Page excerpt:
Nikolay: Let's add then time series.

Yeah.

Let's discuss this area, time series,
and also data that can

be compressed really well.

This topic is close to analytics.

True,

Michael: yeah.

And then I have 1 more, but I guess
it's kind of what I said

just now.

I think If you or your organization
have tons of experience with

another database, the argument
for using Postgres for your next

project is weaker.

I'm not sure it's like when not
to use Postgres.

I think I could think of lots of
counter examples.

Well, this

Nikolay: is an orthogonal discussion.

You can say if we already have
a huge contract with Oracle, we

already signed for next 5 years,
it's not wise to start using

Postgres and those money will be
spent for nothing, right?

There are many such reasons, right?

Michael: Should we stick to technical
ones then?

Nikolay: Yeah, like area, like
types of usage, area.

Queue-like workloads, I would add.

Michael: Yeah, interesting.

Nikolay: Yeah, yeah, yeah.

Last 1 is like kind of Kafka territory.

Or there are others of course.

Michael: Yeah.

All right, let's, should we start
with analytics then?

I feel like that's, I know we did
a whole episode, kind of a

whole episode on this.

Source data:

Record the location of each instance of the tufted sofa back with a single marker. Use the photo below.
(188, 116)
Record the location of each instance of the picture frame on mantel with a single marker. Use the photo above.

Exercise: Reproduce word for word the passage of the Postgres discussion above, from "You can say" up to and including "such reasons, right?".

Problem solution:
You can say if we already have
a huge contract with Oracle, we

already signed for next 5 years,
it's not wise to start using

Postgres and those money will be
spent for nothing, right?

There are many such reasons, right?